When I copy files to the share on the array, from my Win7 64 bit client, the speed is about 25 MB/s is that normal?

 

The array consists of 3 WD EARS 2T (one of them is parity).

 

I'm running unRAId v 4.7.

 

Thanks.

 

are the drives jumpered or un-jumpered

 

are they precleared with or without -A

 

what is your MBR set to?

Hi There,

 

When I copy files to the share on the array, from my Win7 64 bit client, the speed is about 25 MB/s is that normal?

 

The array consists of 3 WD EARS 2T (one of them is parity).

 

I'm running unRAId v 4.7.

 

Thanks.

 

It might, depending on everything involved.

Factors influencing the speed are:

The source disk

The disk driver on the source PC

The activity on the source PC

The network card on the source PC

The network driver on the source PC

The LAN cables involved.

The router/switch involved

The other activity on the LAN

Induced noise on the LAN (proximity to power cables,lack of shielding)

The network card/chipset on the unRAID server.

The network driver on the unRAID server

The rotational disk speed of the disks being written to on the unRAID server.  5400 RPM green drives will be a third slower in writing than 7200 RPM non-green drives.

Other activity on the unRAID server.  (Is it doing its monthly parity check, that will share the buss bandwidth for writing.)

So... the answer to your question is... we have no clue... Your performance is not bad, but not as high as someone with a really good LAN and an otherwise idle source PC and an otherwise idle unRAID server that are both tweaked for highest performance with 7200 RPM drives throughout and no PCI bus contention.

---------------

## Exercise brief
Can you retype the part of the unRAID copy-speed thread between "The LAN cables" and "RPM non-green drives.", inclusive?

Stored records
---------------

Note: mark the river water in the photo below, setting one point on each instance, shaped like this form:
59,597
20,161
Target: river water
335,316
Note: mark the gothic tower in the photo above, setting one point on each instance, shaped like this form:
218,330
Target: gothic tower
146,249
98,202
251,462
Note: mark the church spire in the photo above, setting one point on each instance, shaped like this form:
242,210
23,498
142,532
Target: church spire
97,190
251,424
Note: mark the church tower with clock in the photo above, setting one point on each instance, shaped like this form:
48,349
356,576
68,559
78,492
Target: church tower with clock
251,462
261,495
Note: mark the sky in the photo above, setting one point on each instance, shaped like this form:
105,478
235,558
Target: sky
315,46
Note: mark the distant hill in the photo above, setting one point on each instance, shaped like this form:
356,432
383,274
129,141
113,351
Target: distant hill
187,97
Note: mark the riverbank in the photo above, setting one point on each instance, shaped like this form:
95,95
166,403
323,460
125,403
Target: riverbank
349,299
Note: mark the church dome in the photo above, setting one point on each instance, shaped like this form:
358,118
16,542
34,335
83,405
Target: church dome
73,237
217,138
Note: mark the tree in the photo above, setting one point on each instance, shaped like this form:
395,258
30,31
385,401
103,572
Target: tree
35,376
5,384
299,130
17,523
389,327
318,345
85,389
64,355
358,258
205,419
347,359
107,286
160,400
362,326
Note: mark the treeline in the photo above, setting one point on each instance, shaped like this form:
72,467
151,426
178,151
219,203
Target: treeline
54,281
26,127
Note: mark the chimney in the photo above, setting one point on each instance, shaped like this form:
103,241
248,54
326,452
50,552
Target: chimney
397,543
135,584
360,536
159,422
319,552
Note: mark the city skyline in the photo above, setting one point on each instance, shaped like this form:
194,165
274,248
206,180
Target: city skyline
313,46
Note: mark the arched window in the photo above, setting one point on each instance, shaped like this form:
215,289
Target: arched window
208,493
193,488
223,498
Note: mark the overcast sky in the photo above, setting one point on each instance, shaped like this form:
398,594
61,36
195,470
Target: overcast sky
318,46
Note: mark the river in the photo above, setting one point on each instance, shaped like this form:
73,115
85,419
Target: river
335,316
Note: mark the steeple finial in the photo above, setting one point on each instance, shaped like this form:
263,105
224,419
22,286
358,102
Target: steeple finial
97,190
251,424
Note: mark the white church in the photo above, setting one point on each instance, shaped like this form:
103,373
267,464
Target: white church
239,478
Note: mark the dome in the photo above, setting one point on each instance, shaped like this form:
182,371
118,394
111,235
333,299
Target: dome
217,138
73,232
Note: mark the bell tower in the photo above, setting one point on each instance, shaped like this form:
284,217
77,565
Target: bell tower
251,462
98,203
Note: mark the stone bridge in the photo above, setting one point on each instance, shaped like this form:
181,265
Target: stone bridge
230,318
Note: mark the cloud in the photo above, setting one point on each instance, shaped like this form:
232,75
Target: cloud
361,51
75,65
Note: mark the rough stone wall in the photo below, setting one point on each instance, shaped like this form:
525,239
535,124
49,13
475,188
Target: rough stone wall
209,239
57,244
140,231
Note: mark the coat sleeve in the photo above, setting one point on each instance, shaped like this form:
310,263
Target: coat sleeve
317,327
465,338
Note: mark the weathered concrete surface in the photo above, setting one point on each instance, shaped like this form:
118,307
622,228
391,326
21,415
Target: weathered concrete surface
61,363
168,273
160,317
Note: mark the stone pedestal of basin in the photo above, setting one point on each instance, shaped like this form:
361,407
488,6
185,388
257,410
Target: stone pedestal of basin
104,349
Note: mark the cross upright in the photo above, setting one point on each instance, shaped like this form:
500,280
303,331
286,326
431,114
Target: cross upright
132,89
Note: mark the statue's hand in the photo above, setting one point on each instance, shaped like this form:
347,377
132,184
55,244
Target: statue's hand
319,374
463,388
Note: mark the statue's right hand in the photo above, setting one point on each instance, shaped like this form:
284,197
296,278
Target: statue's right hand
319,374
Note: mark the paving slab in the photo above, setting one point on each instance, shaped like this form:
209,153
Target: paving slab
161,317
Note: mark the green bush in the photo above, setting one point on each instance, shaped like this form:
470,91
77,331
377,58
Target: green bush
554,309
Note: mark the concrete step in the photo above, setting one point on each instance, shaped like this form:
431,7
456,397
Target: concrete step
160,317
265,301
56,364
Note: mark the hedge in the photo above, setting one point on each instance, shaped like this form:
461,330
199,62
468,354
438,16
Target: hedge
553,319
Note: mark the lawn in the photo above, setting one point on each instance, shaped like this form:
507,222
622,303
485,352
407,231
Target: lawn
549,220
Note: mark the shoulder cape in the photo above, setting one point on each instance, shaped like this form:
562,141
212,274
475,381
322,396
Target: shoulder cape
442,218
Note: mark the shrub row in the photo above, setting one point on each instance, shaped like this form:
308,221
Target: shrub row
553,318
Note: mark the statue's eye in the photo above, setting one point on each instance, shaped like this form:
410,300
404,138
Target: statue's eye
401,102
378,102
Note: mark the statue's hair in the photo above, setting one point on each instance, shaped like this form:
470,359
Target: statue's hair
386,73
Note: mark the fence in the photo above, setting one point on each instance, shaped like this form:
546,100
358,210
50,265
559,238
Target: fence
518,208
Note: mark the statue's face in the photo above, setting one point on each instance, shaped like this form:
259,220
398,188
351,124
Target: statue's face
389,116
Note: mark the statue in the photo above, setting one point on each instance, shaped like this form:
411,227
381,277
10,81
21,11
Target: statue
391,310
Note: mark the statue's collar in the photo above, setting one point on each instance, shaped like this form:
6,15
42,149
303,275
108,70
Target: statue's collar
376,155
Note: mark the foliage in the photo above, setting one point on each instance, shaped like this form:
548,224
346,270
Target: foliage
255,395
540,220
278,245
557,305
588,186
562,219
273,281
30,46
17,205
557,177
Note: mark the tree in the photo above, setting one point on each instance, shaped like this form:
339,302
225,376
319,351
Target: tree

---------------

## Solution for this problem
The LAN cables involved.

The router/switch involved

The other activity on the LAN

Induced noise on the LAN (proximity to power cables,lack of shielding)

The network card/chipset on the unRAID server.

The network driver on the unRAID server

The rotational disk speed of the disks being written to on the unRAID server.  5400 RPM green drives will be a third slower in writing than 7200 RPM non-green drives.